══ Selected extract

Williams, Cooper, and AllMusic's Stansted Montfichet praised Ron Elliott as a songwriter, with Montfichet adding that Elliott's "lyrical imagery ... is particularly striking" in the songs "Only Dreaming Now", "Painter of Women", and "The Wolf of Velvet Fortune".
Australian journalist and author Lillian Roxon wrote in her 1969 Rock Encyclopedia that Triangle "was the album that astonished everyone and blew a million minds".
Music journalist Jon Savage named the song "Magic Hollow" in his list of the "100 Greatest Psychedelic Classics" in the June 1997 issue of Mojo magazine.
In 2006, Joel Selvin of the San Francisco Chronicle called the album a "cult classic",
while SF Weeklys Justin F. Farrar remarked that it "has aged far more gracefully than that almighty concept record from '67, Sgt. Pepper's."
Brendan McGrath of The Rising Storm wrote in a 2007 review that "Triangle has everything: it's a tightly produced country record that is rooted in rock; it's straight and folky and underlined by psychedelic imagery".
Author Tom Moon selected the album for his 2008 book, 1,000 Recordings to Hear Before You Die, in which he wrote that Triangle "captured the crisscrossing events of 1967" and was "the rare bridge between the sunny straightforwardness of mid-60s pop and the fuzzy opaqueness of psychedelia".

════
══ Dataset extract

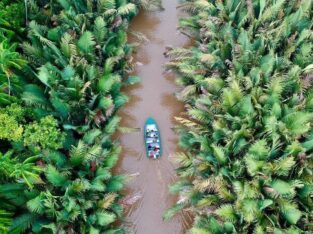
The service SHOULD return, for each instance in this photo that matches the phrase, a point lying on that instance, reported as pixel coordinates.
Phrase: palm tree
(80, 58)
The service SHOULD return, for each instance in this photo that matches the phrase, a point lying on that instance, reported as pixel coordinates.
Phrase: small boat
(152, 139)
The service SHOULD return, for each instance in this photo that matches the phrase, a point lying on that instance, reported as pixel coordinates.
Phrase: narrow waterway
(154, 96)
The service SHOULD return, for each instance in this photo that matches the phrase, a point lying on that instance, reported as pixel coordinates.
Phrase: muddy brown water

════

▸ Requirements:
Which song titles does the passage on the album's critical reception mention?

▸ Written answer:
"Only Dreaming Now", "Painter of Women", "The Wolf of Velvet Fortune", "Magic Hollow"